The normal way of removing the leftover fertilizer is to 'wash' the phyto and separate the phyto from the culture fertilizer. This involves processes and equipment not available to the average hobbyist.

To reduce the impact of dosing possibly leftover nutrients, one approach is to condense the phyto to allow the most phyto to be dosed with the least amount of leftover fertilizer nutrients. A way of accomplishing this is to take advantage of the fact that phyto will settle and condense when cooled. Placing a container of phyto in a fridge will result in the phyto settling into a condensed layer in the lower portion of the container. Dosing from the container, drawing from the condensed phyto, will allow a higher ratio of phyto to culture solution to be dosed. As an example, using a 1L culture container, you could dose most of the phyto, while only dosing 250 ml of the solution.

This approach works best when used in a fish room and a small fridge can be utilized for holding the phyto, a dosing pump along with a injection loop. Where other additives require refrigeration, they can also be included in this type of setup. For additives that require periodic mixing, their reservoir can be placed on magnetic mixers, etc.

For those where everything has to fit inside a stand, a single bottle wine cooler may be able to be utilized to cool and condense the phyto (though I have not tried this, so YMMV).

Work order:
Pick up the text above on cooling phyto to cut down on leftover fertilizer, and continue it from its last sentence.

Available data:
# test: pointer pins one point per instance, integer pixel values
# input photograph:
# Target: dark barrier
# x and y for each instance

...

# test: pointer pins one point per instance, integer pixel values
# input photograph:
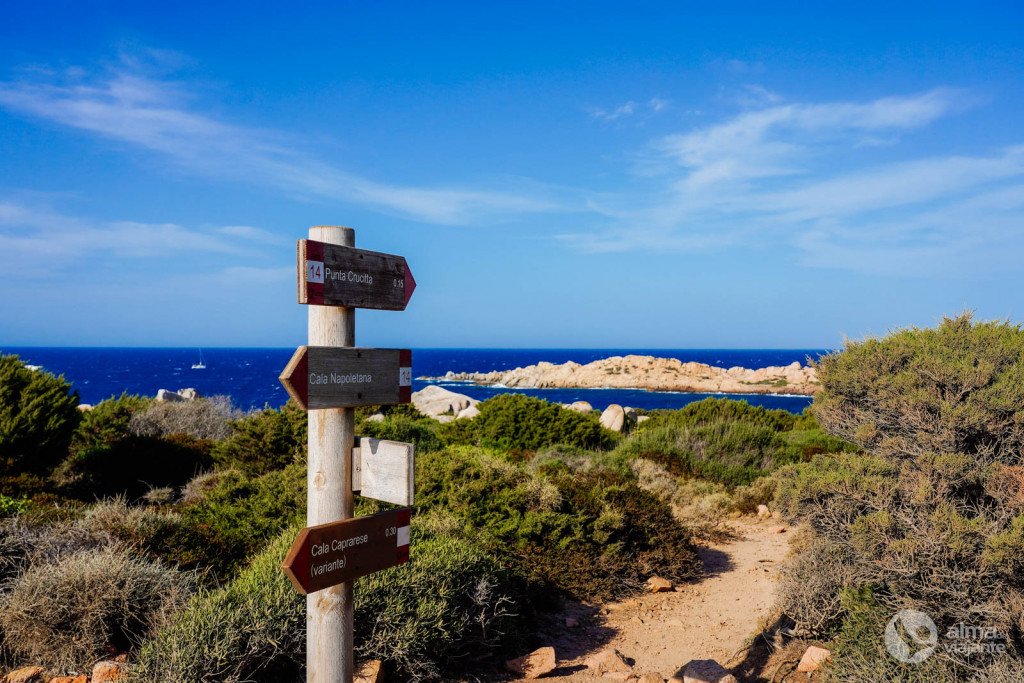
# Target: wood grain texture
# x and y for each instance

...

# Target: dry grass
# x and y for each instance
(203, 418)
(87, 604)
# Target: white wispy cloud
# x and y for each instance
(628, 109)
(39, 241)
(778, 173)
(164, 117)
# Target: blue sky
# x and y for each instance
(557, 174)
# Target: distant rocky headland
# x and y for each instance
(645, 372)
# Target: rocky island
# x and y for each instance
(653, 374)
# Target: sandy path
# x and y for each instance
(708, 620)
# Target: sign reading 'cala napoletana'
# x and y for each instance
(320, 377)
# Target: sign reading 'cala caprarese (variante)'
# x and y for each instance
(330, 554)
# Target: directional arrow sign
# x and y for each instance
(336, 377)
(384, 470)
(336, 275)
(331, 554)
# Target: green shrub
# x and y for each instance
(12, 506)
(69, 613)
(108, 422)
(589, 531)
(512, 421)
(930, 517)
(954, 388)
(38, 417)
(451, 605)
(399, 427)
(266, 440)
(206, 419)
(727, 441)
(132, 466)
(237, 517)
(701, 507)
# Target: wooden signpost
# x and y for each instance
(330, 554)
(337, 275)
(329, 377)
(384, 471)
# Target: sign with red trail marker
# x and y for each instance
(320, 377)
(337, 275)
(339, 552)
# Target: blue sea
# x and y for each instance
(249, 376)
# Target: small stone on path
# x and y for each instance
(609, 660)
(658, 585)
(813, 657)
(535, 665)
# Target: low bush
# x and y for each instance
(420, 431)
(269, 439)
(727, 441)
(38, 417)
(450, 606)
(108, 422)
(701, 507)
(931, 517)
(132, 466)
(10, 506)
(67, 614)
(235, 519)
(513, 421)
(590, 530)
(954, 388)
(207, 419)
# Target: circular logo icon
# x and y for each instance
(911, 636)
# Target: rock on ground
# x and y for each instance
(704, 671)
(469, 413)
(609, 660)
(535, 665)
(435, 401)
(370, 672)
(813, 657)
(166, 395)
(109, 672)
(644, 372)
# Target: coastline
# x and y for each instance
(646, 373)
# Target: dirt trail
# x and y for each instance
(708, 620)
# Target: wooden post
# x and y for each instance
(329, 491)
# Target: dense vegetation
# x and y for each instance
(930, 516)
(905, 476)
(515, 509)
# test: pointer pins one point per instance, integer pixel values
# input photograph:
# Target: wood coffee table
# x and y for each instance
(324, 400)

Output of the task:
Anyway I think that dosing live phyto both as a means of nutrient control and feeding the zooplankton in the water column is a worthy idea to explore.

Dennis
Let’s expound on nutrients from phytoplankton culture getting into display. I say bring it on. In all of my established systems, I dose ChaetoGrow and ammonia. (I should feed more raw protein.).

If the nutrients are good for phytoplankton, I say they are good for my reef tank which is heavy on inverts & filter feeders.

@Reef Nutrition
With respect to feeding live phytoplankton to a monoculture of Copepod I decided to illuminate this zooplankton culture on the same light cycle as phytoplankton culture, both at 16hrs. Will phytoplankton continue to grow while Copepods are eating them. With that thought, is it best to feed phytoplankton to display with the lights on?